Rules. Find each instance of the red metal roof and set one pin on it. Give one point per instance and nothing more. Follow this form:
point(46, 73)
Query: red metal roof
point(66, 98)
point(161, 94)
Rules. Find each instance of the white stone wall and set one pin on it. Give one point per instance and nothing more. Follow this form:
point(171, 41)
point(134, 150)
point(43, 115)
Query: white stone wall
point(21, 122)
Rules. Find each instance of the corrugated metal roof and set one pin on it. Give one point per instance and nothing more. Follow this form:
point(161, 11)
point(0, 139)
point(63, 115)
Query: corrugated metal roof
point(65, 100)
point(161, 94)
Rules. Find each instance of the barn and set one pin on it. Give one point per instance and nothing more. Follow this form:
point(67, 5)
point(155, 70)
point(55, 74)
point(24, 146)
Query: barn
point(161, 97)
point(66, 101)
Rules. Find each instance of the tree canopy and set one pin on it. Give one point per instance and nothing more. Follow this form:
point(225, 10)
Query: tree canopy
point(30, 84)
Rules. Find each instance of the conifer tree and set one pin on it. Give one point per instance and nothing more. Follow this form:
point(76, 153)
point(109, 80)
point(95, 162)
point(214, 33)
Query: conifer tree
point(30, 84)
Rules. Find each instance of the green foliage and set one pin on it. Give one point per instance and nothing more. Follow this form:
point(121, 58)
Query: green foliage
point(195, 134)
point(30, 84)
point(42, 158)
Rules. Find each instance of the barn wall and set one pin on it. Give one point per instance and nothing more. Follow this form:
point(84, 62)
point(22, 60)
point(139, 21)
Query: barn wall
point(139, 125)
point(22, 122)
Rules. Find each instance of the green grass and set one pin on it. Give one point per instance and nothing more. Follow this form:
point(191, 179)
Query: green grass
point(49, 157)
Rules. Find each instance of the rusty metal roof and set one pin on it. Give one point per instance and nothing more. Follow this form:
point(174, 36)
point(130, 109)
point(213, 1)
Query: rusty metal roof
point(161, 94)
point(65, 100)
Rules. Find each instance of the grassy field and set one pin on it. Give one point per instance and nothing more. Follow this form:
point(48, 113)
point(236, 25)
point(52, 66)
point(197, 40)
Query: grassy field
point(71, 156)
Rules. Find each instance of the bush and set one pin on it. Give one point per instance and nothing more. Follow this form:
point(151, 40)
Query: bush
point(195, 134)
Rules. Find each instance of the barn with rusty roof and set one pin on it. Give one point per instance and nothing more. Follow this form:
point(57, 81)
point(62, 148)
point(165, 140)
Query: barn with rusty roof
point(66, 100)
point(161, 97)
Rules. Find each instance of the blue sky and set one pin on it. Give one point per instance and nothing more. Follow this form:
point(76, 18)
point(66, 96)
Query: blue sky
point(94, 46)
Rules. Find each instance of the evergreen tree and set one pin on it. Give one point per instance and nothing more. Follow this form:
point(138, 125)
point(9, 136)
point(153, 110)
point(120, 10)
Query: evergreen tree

◆ **EXERCISE AIM**
From the line containing "Query: tree canopy" down to the line containing "point(214, 33)" in the material above, reproduce every line exactly, including the two end lines.

◆ **ANSWER BELOW**
Query: tree canopy
point(30, 84)
Rules. Find each instance of the conifer tree and set one pin on it. Give one point per instance and nothing more. Follow this form:
point(76, 153)
point(109, 80)
point(95, 162)
point(214, 33)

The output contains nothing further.